--- Given data ---

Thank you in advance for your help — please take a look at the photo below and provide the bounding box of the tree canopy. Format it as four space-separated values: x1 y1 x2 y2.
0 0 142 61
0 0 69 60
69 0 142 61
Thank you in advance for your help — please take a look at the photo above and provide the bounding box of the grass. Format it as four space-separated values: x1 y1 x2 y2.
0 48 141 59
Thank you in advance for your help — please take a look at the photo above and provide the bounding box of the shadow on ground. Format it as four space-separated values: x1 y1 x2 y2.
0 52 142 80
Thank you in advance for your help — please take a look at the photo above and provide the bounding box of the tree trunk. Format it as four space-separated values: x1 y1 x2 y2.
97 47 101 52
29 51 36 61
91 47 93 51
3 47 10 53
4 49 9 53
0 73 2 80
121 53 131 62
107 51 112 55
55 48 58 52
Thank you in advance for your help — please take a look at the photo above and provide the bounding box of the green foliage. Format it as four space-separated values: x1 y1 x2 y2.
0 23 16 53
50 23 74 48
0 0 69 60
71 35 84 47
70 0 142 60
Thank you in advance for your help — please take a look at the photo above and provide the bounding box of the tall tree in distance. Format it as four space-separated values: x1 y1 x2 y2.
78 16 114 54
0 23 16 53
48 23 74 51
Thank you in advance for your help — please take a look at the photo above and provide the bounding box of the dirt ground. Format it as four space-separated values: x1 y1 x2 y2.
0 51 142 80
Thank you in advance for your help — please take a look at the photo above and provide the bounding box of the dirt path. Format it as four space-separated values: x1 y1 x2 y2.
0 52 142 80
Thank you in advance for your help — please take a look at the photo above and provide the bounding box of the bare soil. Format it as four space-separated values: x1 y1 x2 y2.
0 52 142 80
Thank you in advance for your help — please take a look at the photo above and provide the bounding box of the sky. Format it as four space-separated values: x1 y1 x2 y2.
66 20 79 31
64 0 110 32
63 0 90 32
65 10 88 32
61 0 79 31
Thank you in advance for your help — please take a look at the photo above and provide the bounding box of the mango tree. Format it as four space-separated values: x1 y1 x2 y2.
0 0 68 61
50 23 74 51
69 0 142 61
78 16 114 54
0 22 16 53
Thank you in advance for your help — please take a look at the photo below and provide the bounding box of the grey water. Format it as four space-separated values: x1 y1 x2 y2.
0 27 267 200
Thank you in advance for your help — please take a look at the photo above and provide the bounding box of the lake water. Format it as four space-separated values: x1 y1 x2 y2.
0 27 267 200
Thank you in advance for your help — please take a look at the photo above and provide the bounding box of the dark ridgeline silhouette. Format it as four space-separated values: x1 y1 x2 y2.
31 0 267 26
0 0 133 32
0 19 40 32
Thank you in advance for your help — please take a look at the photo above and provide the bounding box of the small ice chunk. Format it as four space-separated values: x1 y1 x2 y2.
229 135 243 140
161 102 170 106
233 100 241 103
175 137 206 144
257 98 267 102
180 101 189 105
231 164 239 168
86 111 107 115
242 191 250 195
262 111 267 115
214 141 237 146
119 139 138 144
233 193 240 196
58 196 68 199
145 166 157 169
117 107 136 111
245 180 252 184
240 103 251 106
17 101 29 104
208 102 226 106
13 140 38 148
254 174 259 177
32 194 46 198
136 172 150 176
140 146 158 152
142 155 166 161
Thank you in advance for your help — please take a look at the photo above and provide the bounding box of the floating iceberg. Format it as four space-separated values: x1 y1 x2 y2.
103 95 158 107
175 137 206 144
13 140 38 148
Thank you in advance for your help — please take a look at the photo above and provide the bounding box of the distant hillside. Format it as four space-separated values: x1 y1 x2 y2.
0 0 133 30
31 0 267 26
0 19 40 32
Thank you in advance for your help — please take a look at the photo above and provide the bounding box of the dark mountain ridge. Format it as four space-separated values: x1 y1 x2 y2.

---

Task requirements -
From the line that contains "of the distant" through the end of the records above, print every line exactly and nothing else.

Solved exercise -
Thank you in advance for your help — please take a look at the photo above and provide the bounding box of the distant hillside. Format it as four space-separated values: x1 y1 x2 y2.
0 0 133 30
31 0 267 26
0 19 40 32
Thank you in advance for your help — please take a look at the photo above and provide the bounding box of the dark mountain ridge. Format it as four space-separated values: x1 y1 x2 y2.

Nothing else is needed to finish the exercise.